**Document section:**
+--
The present disclosure further provides a voice interaction apparatus, as shown in FIG. 9, including:

- an obtaining unit 901, configured to obtain target text data, wherein the target text data is obtained based on a speech answer of an object in a previous round of question between the object and an agent, and to obtain a candidate question set in a next round for a question addressed by the target text data; and
- a model prediction unit 902, configured to input the target text data and the candidate question set in the next round for the question addressed by the target text data into a target model to obtain a text question to be generated by the agent.

In a specific example of the present disclosure, the voice interaction apparatus further includes: a voice synthesis unit, wherein the voice synthesis unit is configured to:

- convert the obtained text question into a speech question and output the speech question.

In a specific example of the present disclosure, the voice interaction apparatus further includes: a voice recognition unit, wherein the voice recognition unit is configured to:

- obtain a speech answer of the object for the previous round of question; and
- convert the speech answer of the object for the previous round of question into the target text data.

In the voice interaction apparatus, the candidate question set in the next round for the question addressed by the target text data is determined based on a finite state machine capable of representing a group of questions generated by the agent and a transfer condition for transferring from a current question to the next question; the transfer condition is related to an answer content of the object to reply to the current question.

For a description of specific functions and examples of each unit of the voice interaction apparatus in the embodiments of the present disclosure, reference may be made to the related description of the corresponding steps in the foregoing method embodiments, and details thereof are not repeated herein.

In the technical solution of the present disclosure, the acquisition, storage and application of the user's personal information involved are all in compliance with the provisions of relevant laws and regulations, and do not violate public order and good customs.
+--
**Prompt 1:** Put this sentence from the voice interaction text into Spanish: "In the technical solution of the present disclosure, the acquisition, storage and application of the user's personal information involved are all in compliance with the provisions of relevant laws and regulations, and do not violate public order and good customs."
The voice interaction text and the records have nothing to do with each other.

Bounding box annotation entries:
+--
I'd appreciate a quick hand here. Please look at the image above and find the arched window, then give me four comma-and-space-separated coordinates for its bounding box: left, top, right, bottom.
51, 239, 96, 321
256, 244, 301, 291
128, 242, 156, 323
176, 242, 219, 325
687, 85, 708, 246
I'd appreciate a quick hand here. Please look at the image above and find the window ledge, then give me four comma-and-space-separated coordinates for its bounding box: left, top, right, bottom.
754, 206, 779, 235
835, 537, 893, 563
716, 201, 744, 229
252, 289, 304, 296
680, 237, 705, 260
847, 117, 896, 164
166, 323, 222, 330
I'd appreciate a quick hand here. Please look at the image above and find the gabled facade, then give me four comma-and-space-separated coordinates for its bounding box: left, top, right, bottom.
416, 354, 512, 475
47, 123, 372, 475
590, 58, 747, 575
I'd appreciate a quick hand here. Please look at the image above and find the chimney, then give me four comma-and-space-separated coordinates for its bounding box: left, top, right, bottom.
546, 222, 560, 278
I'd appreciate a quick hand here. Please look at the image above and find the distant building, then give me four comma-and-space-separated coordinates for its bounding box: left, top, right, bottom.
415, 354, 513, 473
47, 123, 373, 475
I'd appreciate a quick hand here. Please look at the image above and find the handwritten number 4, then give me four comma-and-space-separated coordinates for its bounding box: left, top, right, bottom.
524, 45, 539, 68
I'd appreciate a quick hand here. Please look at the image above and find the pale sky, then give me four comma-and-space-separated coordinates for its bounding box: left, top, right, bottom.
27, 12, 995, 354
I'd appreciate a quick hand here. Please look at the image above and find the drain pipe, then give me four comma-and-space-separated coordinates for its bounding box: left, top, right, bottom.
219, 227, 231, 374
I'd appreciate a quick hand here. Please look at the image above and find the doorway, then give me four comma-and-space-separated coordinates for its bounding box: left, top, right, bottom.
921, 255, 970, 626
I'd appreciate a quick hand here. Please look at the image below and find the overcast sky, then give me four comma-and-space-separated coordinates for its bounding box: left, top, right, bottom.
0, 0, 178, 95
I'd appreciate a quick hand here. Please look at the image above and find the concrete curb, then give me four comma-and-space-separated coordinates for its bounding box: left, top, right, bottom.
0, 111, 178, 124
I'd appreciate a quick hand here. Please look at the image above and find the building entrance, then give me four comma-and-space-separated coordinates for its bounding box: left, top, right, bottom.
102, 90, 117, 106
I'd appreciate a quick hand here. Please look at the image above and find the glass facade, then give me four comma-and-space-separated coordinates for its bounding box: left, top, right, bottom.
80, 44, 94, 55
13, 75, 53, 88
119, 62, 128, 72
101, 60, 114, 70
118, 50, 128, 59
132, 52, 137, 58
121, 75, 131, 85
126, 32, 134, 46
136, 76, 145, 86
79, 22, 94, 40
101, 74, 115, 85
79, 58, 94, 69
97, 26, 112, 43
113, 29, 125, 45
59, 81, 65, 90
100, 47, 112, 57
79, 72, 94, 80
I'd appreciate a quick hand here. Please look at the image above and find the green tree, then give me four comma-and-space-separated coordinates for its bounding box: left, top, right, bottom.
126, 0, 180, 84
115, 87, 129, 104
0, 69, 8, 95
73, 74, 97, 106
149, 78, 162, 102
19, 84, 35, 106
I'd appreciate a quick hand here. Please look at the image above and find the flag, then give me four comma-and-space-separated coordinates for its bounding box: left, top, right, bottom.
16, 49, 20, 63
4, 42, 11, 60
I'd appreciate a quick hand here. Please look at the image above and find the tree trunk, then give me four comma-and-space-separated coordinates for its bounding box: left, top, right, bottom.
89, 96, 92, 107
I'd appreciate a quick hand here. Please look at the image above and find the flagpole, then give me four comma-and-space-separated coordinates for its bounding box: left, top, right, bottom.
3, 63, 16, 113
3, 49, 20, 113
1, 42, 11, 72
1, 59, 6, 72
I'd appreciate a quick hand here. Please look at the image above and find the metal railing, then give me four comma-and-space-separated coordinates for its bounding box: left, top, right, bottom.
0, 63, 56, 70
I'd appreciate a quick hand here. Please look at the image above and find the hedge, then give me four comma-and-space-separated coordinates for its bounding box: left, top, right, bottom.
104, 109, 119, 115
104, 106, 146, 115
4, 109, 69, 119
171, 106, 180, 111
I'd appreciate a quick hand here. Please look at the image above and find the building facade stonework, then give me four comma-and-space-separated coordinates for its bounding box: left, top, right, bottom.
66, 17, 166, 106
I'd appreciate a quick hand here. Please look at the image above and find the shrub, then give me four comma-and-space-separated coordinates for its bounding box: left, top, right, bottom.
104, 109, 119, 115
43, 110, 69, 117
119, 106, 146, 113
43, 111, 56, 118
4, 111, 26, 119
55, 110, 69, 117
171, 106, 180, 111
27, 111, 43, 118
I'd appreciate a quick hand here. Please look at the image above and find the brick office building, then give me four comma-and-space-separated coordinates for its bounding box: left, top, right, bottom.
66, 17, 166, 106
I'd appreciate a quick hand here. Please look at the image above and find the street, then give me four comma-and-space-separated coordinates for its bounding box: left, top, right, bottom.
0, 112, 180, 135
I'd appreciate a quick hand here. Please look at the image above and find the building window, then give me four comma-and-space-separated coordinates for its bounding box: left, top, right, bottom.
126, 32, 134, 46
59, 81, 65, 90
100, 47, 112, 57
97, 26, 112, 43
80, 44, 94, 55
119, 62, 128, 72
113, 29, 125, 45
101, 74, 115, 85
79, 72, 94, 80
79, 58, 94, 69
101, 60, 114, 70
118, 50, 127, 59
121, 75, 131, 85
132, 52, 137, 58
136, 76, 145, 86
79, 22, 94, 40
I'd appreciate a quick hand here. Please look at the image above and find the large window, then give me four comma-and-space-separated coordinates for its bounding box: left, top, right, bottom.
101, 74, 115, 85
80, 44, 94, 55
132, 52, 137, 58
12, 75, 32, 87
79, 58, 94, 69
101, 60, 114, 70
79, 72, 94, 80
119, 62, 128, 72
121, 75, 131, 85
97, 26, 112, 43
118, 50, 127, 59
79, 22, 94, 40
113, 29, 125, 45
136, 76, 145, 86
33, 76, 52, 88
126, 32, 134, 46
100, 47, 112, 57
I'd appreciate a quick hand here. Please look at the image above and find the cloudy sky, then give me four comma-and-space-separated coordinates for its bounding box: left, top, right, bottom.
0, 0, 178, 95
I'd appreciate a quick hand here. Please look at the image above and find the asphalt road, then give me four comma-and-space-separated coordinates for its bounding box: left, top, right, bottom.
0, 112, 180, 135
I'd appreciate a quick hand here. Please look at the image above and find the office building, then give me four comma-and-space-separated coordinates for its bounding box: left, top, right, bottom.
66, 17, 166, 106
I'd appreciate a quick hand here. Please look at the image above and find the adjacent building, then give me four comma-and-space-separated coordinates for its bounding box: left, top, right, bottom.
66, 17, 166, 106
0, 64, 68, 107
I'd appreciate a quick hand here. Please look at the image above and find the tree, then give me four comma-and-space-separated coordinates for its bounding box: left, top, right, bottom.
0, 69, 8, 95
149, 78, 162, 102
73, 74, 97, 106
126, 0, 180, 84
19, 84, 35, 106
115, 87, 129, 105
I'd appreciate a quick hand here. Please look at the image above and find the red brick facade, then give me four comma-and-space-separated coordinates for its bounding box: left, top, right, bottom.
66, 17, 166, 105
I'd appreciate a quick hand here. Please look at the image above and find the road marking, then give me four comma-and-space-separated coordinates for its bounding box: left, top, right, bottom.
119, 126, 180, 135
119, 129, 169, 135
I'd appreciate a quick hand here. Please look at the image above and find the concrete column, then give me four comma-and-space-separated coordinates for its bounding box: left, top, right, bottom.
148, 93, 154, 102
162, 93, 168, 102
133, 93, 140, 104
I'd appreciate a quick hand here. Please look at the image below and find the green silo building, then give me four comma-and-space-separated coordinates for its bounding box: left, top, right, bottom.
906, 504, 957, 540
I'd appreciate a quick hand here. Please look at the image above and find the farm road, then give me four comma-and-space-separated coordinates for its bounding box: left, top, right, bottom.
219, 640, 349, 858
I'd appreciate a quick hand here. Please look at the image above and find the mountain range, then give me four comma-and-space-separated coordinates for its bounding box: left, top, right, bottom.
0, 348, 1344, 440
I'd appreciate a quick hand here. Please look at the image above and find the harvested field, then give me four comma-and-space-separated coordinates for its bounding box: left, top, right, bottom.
+--
**Prompt 2:** From the records, copy word for word only the lines starting with the one that contains "find the asphalt" and going on through the one that contains "219, 640, 349, 858", both included.

**Exercise response 1:** En la solución técnica de la presente divulgación, la adquisición, el almacenamiento y la aplicación de la información personal del usuario involucrada cumplen en su totalidad con las disposiciones de las leyes y reglamentos pertinentes, y no vulneran el orden público ni las buenas costumbres.

**Exercise response 2:**
I'd appreciate a quick hand here. Please look at the image above and find the asphalt road, then give me four comma-and-space-separated coordinates for its bounding box: left, top, right, bottom.
0, 112, 180, 135
I'd appreciate a quick hand here. Please look at the image above and find the office building, then give me four comma-and-space-separated coordinates for its bounding box: left, top, right, bottom.
66, 17, 166, 106
I'd appreciate a quick hand here. Please look at the image above and find the adjacent building, then give me four comma-and-space-separated coordinates for its bounding box: left, top, right, bottom.
66, 17, 166, 106
0, 64, 68, 107
I'd appreciate a quick hand here. Please look at the image above and find the tree, then give me four comma-and-space-separated coordinates for its bounding box: left, top, right, bottom.
0, 69, 8, 95
149, 78, 162, 102
73, 74, 97, 106
126, 0, 180, 84
19, 84, 35, 106
115, 87, 129, 105
I'd appreciate a quick hand here. Please look at the image above and find the red brick facade, then give me four comma-and-space-separated coordinates for its bounding box: left, top, right, bottom.
66, 17, 166, 105
I'd appreciate a quick hand here. Please look at the image above and find the road marking, then give me four comma-and-space-separated coordinates for its bounding box: left, top, right, bottom.
119, 126, 180, 135
119, 129, 169, 135
I'd appreciate a quick hand here. Please look at the image above and find the concrete column, then give me four comma-and-space-separated coordinates for its bounding box: left, top, right, bottom.
148, 93, 154, 102
162, 93, 168, 102
133, 93, 140, 104
I'd appreciate a quick hand here. Please look at the image below and find the green silo building, then give me four comma-and-space-separated coordinates for its bounding box: left, top, right, bottom.
906, 504, 957, 540
I'd appreciate a quick hand here. Please look at the image above and find the farm road, then give me four comma-and-space-separated coordinates for its bounding box: left, top, right, bottom.
219, 640, 349, 858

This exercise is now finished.